**Work to be completed**
Answer these questions using the news extract below about a death at a Texas juvenile center.
1. At which facility was the boy found unresponsive?
2. What is the name of the spokesman quoted?
3. At which lockup did the previous death occur?

**Document extract**
==*==
The boy was found unresponsive Friday night at the Evins Regional Juvenile Center in Edinburg. He was taken to the hospital but was unable to be revived and pronounced dead, according to a weekend news release from the department. The rare death inside a state juvenile lockup came after the agency has recently struggled to overcome sexual and physical assault scandals and staggering staff turnover rates.

“The staff at that facility are reeling from this,” said spokesman Brian Sweany, who emphasized the investigation was a “possible” suicide and that the cause of death had not yet been confirmed by the medical examiner. The department has not yet released the boy’s name.

Friday’s death was only the second death in the last five years at a state-run juvenile facility, Sweany said. The last death was the suicide of a 13-year-old boy last May at the Ron Jackson lockup in Brownwood.

State Rep. Harold Dutton, a Houston Democrat and chairman of the House Juvenile Justice and Family Issues Committee, said Monday that mental health issues are impacting Texas and the nation.
==*==
**Information**
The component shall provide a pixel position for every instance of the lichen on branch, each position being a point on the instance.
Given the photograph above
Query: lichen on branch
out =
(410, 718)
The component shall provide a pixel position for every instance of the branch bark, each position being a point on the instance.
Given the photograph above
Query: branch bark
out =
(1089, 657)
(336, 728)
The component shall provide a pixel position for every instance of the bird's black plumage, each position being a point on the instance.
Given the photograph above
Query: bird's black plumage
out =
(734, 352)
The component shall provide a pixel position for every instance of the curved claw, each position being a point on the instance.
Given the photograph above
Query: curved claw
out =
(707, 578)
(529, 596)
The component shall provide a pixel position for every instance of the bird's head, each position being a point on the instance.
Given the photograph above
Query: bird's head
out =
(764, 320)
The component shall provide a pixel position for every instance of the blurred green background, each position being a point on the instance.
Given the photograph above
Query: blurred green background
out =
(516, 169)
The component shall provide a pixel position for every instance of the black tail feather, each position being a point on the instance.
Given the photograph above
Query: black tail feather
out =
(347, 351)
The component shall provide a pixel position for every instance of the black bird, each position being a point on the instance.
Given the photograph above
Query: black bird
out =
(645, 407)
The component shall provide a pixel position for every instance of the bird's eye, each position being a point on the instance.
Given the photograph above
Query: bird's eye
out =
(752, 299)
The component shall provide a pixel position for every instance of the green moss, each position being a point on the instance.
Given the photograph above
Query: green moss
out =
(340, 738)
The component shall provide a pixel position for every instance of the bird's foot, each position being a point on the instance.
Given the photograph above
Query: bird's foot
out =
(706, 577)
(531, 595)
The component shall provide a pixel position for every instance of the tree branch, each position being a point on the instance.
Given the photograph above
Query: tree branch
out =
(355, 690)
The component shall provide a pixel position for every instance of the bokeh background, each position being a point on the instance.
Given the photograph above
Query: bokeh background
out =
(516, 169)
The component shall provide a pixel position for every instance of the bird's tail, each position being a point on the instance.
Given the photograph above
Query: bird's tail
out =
==*==
**Output**
1. The Evins Regional Juvenile Center in Edinburg.
2. Brian Sweany.
3. The Ron Jackson lockup in Brownwood.